• [ЦИТИРУЕМЫЙ ТЕКСТ]
════════════════════

Салтыков-Щедрин - Страница 1
Юлий Исаевич Айхенвальд
Салтыков-Щедрин
Сам Щедрин не завещал себя новым поколениям. Он так об этом говорит: «писания мои до такой степени проникнуты современностью, так плотно прилаживаются к ней, что ежели и можно думать, что они будут иметь какую-нибудь ценность в будущем, то именно и единственно как иллюстрация этой современности».
Прав он в значительной мере, но не всецело. Самородок своего таланта Щедрин, действительно, разменивал на такую публицистику, которой по самым условиям ее природы не суждена долговечность. Слишком современный, он переполнял свои страницы злобою русского дня, пересыпал их намеками, уколами, рисовал определенные портреты и называл реальные собственные имена. Оттого многое у него теперь непонятно и неинтересно без комментария; к его тексту часто необходимы подстрочные примечания.

════════════════════

Записи с точечной разметкой изображений
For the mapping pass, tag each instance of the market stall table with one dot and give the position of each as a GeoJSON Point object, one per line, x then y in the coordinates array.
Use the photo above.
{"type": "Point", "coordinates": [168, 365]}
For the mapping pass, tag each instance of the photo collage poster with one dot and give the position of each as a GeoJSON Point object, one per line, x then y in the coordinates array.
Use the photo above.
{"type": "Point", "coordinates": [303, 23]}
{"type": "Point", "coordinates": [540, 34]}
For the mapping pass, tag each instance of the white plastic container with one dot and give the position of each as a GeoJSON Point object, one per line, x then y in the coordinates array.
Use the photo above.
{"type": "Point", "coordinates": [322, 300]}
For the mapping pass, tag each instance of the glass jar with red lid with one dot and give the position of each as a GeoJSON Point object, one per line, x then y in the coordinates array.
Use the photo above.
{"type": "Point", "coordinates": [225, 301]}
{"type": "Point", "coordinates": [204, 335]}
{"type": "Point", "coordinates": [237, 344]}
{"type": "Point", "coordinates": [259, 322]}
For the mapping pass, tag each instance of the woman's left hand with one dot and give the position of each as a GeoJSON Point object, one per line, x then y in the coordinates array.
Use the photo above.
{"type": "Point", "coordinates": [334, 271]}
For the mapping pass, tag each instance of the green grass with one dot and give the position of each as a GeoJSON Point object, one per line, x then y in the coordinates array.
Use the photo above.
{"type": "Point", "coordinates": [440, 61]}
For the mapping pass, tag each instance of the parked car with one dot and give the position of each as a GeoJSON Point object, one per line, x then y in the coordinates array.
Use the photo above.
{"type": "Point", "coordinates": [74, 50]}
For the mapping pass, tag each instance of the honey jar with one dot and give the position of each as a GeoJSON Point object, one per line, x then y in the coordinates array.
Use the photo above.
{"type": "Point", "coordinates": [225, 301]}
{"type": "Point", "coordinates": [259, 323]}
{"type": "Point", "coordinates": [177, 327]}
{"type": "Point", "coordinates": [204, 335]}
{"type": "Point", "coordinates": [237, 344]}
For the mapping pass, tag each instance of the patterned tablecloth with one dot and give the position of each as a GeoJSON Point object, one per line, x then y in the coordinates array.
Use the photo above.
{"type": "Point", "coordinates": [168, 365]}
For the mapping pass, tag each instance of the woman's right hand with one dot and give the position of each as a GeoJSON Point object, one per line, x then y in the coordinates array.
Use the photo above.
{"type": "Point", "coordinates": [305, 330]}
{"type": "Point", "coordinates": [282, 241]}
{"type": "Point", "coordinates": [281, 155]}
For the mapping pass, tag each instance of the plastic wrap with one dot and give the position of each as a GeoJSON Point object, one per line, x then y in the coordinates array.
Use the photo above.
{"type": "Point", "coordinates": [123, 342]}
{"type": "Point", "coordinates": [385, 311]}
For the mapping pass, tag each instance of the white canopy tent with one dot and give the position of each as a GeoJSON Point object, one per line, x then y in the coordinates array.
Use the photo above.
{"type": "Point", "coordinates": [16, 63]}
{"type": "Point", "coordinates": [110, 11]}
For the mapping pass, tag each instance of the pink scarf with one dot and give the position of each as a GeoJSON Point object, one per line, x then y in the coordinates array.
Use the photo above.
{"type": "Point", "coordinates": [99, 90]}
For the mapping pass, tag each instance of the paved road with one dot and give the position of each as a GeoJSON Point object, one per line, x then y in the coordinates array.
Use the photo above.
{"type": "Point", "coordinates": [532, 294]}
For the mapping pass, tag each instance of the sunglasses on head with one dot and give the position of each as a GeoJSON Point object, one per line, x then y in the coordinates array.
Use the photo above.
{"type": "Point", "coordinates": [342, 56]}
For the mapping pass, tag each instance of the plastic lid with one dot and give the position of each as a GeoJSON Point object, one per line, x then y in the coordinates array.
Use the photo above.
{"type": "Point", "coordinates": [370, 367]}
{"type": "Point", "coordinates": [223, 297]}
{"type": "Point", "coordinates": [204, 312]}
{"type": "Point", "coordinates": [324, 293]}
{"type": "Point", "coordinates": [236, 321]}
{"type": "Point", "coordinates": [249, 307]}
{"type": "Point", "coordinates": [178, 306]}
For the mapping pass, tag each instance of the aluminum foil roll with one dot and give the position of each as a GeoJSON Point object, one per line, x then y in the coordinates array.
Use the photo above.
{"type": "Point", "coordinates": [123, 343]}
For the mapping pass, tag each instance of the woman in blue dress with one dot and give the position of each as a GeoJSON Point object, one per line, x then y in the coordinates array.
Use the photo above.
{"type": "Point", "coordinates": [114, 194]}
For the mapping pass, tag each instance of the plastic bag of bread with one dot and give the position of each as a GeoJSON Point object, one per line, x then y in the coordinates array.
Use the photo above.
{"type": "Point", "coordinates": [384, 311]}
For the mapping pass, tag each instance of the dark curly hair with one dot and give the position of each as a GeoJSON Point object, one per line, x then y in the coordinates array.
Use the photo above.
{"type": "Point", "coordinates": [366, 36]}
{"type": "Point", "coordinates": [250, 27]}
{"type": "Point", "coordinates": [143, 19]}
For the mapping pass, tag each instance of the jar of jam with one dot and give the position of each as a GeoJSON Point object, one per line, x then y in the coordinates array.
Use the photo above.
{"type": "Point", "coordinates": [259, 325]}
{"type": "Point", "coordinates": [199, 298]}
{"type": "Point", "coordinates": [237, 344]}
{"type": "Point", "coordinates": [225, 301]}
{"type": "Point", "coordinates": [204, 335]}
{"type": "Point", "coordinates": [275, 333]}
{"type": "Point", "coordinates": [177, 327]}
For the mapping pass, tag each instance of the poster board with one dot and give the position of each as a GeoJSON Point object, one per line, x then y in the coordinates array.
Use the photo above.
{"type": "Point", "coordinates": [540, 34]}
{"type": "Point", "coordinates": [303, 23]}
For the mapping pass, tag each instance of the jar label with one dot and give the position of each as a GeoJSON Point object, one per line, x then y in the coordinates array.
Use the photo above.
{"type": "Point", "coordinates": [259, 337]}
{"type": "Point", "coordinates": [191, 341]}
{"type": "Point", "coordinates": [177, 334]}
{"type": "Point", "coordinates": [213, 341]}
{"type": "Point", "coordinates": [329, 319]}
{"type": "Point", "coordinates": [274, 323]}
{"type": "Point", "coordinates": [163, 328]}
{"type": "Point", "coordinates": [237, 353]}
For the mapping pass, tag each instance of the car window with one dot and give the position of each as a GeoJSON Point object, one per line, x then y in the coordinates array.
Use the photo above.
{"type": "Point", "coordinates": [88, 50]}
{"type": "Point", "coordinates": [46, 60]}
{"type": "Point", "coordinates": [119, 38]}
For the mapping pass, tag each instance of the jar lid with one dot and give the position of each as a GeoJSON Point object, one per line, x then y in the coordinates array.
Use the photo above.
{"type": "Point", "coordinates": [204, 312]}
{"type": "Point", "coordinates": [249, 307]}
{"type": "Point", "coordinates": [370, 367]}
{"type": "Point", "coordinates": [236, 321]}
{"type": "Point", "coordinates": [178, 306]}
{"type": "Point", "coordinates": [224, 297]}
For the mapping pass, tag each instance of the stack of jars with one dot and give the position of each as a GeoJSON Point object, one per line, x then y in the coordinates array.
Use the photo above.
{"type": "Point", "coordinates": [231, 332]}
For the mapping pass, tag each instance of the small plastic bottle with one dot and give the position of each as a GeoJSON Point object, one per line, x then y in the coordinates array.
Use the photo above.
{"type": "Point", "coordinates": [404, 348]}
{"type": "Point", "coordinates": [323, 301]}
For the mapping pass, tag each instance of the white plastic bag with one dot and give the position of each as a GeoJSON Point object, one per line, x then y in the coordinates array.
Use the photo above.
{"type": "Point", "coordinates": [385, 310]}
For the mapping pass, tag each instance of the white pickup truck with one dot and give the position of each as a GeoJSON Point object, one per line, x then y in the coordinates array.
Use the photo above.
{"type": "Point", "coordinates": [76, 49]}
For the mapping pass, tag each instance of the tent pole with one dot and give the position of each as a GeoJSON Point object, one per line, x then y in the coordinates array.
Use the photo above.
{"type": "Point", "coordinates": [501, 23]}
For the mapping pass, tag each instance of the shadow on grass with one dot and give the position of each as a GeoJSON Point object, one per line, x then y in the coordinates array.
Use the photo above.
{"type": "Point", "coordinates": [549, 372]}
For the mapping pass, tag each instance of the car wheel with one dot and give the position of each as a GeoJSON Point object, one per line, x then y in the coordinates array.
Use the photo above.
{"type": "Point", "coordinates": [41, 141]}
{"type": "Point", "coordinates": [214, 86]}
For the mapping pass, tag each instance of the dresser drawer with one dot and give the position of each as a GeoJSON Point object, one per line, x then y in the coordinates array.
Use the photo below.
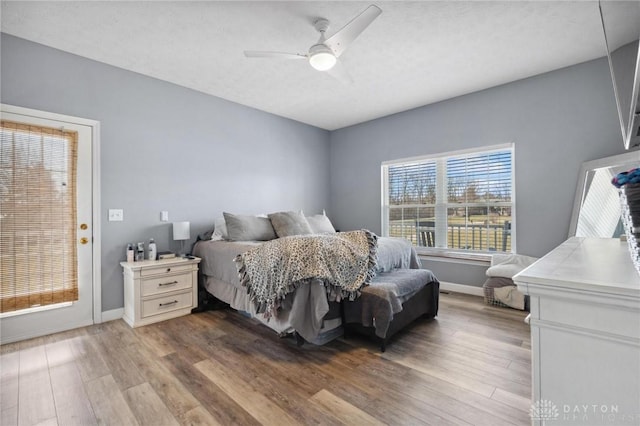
{"type": "Point", "coordinates": [165, 270]}
{"type": "Point", "coordinates": [168, 303]}
{"type": "Point", "coordinates": [163, 284]}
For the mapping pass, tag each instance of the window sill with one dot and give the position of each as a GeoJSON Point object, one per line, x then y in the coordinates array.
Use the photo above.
{"type": "Point", "coordinates": [442, 255]}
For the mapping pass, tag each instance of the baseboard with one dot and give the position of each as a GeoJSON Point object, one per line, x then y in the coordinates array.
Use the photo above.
{"type": "Point", "coordinates": [461, 288]}
{"type": "Point", "coordinates": [113, 314]}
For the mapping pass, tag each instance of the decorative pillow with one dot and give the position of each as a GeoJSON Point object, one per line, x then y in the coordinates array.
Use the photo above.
{"type": "Point", "coordinates": [248, 228]}
{"type": "Point", "coordinates": [320, 224]}
{"type": "Point", "coordinates": [290, 223]}
{"type": "Point", "coordinates": [219, 230]}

════════════════════

• [ПИСЬМЕННОЕ ЗАДАНИЕ A] Перепишите без изменений участок записей от строки, содержащей «For the mapping pass, tag each instance of the baseboard», до последней строки записей включительно.
• [ПИСЬМЕННОЕ ЗАДАНИЕ B] Продолжите текст о Салтыкове-Щедрине, начав сразу после его последнего предложения.
Текст и записи представляют собой отдельные, не связанные между собой материалы.

• [ОТВЕТ НА ЗАДАНИЕ A]
For the mapping pass, tag each instance of the baseboard with one dot and give the position of each as a GeoJSON Point object, one per line, x then y in the coordinates array.
Use the photo above.
{"type": "Point", "coordinates": [461, 288]}
{"type": "Point", "coordinates": [113, 314]}
For the mapping pass, tag each instance of the decorative pillow with one dot and give the position of each as a GeoJSON Point object, one per line, x then y in the coordinates array.
Use the photo above.
{"type": "Point", "coordinates": [248, 228]}
{"type": "Point", "coordinates": [320, 224]}
{"type": "Point", "coordinates": [290, 223]}
{"type": "Point", "coordinates": [219, 230]}

• [ОТВЕТ НА ЗАДАНИЕ B]
Таков, однако, не весь Щедрин. В том, что от него остается и останется, в ценных долях своего непомерно обильного писательства, он раньше всего производит впечатление силы. Он – крепкий, терпкий; его не забудешь, если хоть раз отведать от его суровой трапезы. Есть что-то в его даровании сердитое и строгое. Можно не любить Салтыкова, но с ним нельзя не считаться. Не только автор, но и авторитет, он в литературе – какой-то «сам»; и если бы в своей частной жизни он был самодуром, то это бы только соответствовало его художническому облику. Странное дело: читатель его почти боится, как-то робеет в его присутствии, ставит себя в положение его героев, а они-то уж, наверное, имеют все основания трепетать перед ним. Писатель-начальник, привередливый и требовательный, взыскательный и беспощадный, язвительный и придирчивый, Салтыков – брюзга. Он в разные эпохи жил и всеми эпохами был недоволен. Он пропустил мимо себя много людей и почти никого не похвалил. От него больно достается. Прирожденный сатирик, бесцеремонный и циничный, он – мастер насмешки, седой «великий мастер» масонской сатирической ложи. При этом Щедрин, как и подобает его сану, собственно, не шаржирует. Его гиперболизм – естественный, не больший, чем тот, какого требует самый стиль сатиры. Его увеличительное стекло преувеличивает в меру своего назначения. Справедливо отклоняет он упреки в карикатурности: «карикатур нет… кроме той, которую представляет сама действительность». Конечно, на ловца и зверь бежит; и Щедрин, ловец специфический, видел только то, что мог видеть, – и, несомненно, к свойствам его таланта приспособлялись факты, к зрению – зрелище; но во многом был он прав и правдив, и порою неизвестно было, что к чему иллюстрация: Салтыков ли к русской жизни, или русская жизнь к Салтыкову. К тому же его сатира не узка – слишком не узка: даже меньшей надо было бы ей пожелать многосторонности.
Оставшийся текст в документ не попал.